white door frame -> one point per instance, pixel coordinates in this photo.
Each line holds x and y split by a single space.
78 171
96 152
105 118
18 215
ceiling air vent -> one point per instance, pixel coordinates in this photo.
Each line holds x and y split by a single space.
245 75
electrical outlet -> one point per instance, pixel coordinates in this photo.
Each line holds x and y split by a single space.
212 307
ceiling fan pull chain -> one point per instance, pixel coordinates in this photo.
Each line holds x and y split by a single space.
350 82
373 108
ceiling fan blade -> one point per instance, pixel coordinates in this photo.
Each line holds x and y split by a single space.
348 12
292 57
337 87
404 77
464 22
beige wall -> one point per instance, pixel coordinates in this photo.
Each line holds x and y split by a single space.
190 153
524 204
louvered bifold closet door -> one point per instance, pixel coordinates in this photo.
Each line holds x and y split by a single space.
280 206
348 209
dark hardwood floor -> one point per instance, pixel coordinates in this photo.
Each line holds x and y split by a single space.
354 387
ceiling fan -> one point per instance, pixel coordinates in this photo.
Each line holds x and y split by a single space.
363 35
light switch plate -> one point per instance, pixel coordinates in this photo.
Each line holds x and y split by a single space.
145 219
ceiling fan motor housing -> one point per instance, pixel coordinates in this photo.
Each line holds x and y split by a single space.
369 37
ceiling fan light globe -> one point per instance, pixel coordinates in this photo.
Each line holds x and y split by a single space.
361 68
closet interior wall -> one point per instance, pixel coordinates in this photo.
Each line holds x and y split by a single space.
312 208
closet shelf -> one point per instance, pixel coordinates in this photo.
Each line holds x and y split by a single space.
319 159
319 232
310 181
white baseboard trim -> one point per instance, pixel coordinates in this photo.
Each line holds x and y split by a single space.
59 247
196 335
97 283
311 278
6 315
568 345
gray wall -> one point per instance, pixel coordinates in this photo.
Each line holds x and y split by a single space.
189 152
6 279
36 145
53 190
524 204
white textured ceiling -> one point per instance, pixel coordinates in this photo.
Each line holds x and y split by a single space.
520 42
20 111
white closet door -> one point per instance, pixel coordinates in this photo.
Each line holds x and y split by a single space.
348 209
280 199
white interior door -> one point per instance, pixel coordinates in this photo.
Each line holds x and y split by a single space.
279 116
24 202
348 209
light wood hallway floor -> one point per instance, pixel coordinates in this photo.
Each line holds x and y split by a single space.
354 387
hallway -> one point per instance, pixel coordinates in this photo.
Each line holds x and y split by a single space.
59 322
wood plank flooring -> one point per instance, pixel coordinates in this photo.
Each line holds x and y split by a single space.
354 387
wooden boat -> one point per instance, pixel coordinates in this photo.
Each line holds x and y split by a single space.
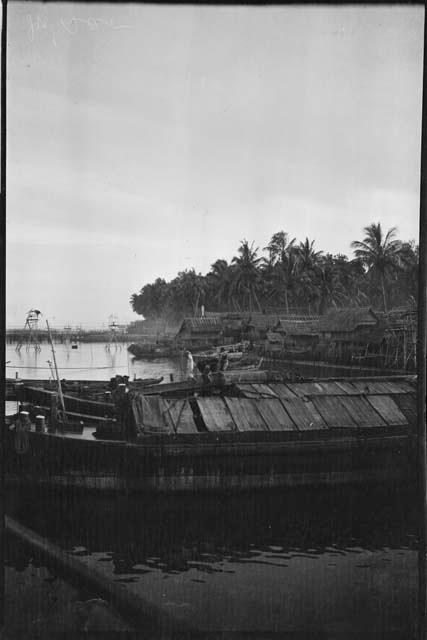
89 389
151 351
235 352
241 437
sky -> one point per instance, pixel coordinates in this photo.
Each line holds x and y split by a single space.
144 140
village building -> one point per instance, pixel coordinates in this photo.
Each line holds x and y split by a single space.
347 334
299 336
199 333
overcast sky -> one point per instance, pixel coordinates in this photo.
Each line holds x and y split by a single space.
145 140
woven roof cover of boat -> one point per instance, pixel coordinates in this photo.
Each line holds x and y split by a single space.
327 405
157 415
308 406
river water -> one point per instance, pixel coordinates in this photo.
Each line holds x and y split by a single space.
338 562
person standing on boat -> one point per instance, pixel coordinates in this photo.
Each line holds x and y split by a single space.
189 366
223 360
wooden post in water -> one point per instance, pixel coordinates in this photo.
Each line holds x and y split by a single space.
61 397
421 362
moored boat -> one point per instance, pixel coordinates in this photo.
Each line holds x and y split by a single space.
242 436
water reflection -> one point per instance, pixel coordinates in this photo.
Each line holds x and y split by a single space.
174 534
283 561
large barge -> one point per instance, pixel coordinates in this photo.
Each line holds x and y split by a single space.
239 437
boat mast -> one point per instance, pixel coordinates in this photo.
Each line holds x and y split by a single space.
61 397
421 361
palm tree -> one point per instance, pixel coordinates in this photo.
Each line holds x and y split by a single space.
219 281
279 246
380 253
307 271
247 275
281 265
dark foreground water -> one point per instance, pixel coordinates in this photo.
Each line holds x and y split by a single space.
334 562
298 561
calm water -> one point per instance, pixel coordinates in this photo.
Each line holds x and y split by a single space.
332 562
337 562
91 361
100 361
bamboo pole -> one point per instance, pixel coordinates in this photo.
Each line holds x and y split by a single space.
421 360
61 397
3 133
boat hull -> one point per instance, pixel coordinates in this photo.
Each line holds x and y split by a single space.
174 465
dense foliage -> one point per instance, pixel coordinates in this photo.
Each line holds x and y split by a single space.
292 277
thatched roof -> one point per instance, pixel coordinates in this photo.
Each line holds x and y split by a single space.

--- TASK DETAILS ---
Please reproduce all of the rows above word for word, leaving out the pictures.

--- RESULT OF THIS TASK ---
white door frame -> one point per instance, pixel coordinates in this photo.
Each line holds x and y split by a single space.
78 171
96 152
105 118
18 215
ceiling air vent -> one point per instance, pixel coordinates in this photo.
Each line holds x and y split by a single space.
245 75
electrical outlet -> one point per instance, pixel coordinates in this photo.
Each line holds x and y split by a single space.
212 307
ceiling fan pull chain -> one point per instance, pixel coordinates in this photo.
Each line holds x and y split by a single space.
350 82
373 108
ceiling fan blade -> one point per instance, pixel coordinates in this photo.
Each line holds x and y split by a single space.
348 12
292 57
337 87
404 77
464 22
beige wall -> one point per instance, pixel coordinates in this photo.
Each line holds x and y split by a single space.
190 153
524 204
louvered bifold closet door -> one point per instance, pixel coordinates in this photo.
Each line holds x and y split by a single space.
280 206
348 209
dark hardwood floor -> one point per instance, pixel coordinates in this photo.
Each line holds x and y split by a single space.
354 387
ceiling fan -> one point per instance, pixel coordinates in this photo.
Each line holds x and y split by a single space.
363 35
light switch plate -> one point per instance, pixel coordinates in this photo.
Each line holds x and y split by a single space.
145 219
ceiling fan motor housing -> one point per instance, pixel coordinates in this photo.
Each line holds x and y split by a single space.
369 37
ceiling fan light globe -> one point per instance, pixel coordinates in this photo.
Each line holds x and y split by a single space.
361 68
closet interior wall -> one point per instance, pixel coordinates in this photo.
Each line holds x and y split by a single space.
312 208
closet shelf -> one point per instance, pixel coordinates in this photo.
Each line holds x and y split by a single space.
319 159
319 232
310 181
white baseboard trim -> one point per instance, pixel coordinates in this photo.
Each line holds x and y split by a single space.
59 247
196 335
97 283
311 278
6 315
568 345
gray wall -> one point per instance, pixel coordinates in this photo.
Each line holds x and y split by a single space.
189 152
6 279
36 145
53 190
524 204
white textured ceiling -> one point per instance, pixel coordinates in this photo.
Each line holds x and y split by a single space.
520 42
20 111
white closet door -> one point per instance, pixel coordinates in this photo.
Each line holds x and y split by a single space.
348 209
280 199
white interior door -> one point per instance, pixel coordinates in this photo.
Each line holds x and y split by a single space.
279 116
24 202
348 209
light wood hallway floor -> one point per instance, pixel coordinates in this photo.
Each line holds x and y split by a single space.
354 387
hallway -> one point per instance, pixel coordinates in this photo.
Each line holds x and y split by a single space.
59 322
wood plank flooring -> one point per instance, pixel coordinates in this photo.
Each line holds x and y split by a single space.
354 387
wooden boat -> one point per instance, pixel coordinates in this photo.
Each line holds x and y split by a single space.
89 389
151 351
235 352
241 437
sky -> one point per instance, pixel coordinates in this photo.
Each line holds x and y split by a single space.
144 140
village building -> one point per instance, pixel coordinates in this photo.
Each line holds x and y split by a single space.
347 334
299 336
199 333
overcast sky -> one point per instance, pixel coordinates in this photo.
Each line holds x and y split by a single space.
145 140
woven roof cover of boat -> one point per instance, pixel coordinates in this photo.
Each line holds x and y split by a single space.
327 405
157 415
308 406
river water -> one point per instance, pixel coordinates in this photo.
Each line holds x and y split by a single space.
338 562
person standing on boat -> one point per instance, pixel coordinates in this photo.
Each line holds x and y split by a single space.
189 366
223 360
wooden post in water -> one point per instance, pixel coordinates in this photo.
Each line holds x and y split by a single space.
61 397
421 362
moored boat -> one point per instance, pixel coordinates in this photo.
Each line holds x and y split by a single space.
242 436
water reflection -> one point per instance, pixel coordinates in this photo.
Each line holds x and y split by a single space.
174 534
283 561
large barge -> one point per instance, pixel coordinates in this photo.
Each line holds x and y split by a single space.
239 437
boat mast -> one point per instance, pixel coordinates in this photo.
Each line holds x and y split by a single space.
61 397
421 361
palm tree -> one point per instance, pixel coordinates in this photo.
Each line holds x and y split by a single space.
219 281
279 246
380 253
307 271
247 275
281 265
dark foreground water -> one point per instance, pixel coordinates in this photo.
Each line holds x and y split by a single space.
334 562
298 561
calm water -> one point per instance, pixel coordinates in this photo.
Each line holds x and y split by a single space.
332 562
337 562
91 361
100 361
bamboo pole -> one point per instance, pixel coordinates in this photo.
Each line holds x and y split by a single space.
421 360
61 397
3 133
boat hull -> one point per instance, pixel coordinates in this photo.
Each line holds x and y split by a single space.
174 465
dense foliage -> one point per instance, pixel coordinates in this photo.
Each line holds x and y split by a single space.
292 277
thatched roof -> one point per instance, pixel coordinates in this photo.
Each line holds x and y split by a single space.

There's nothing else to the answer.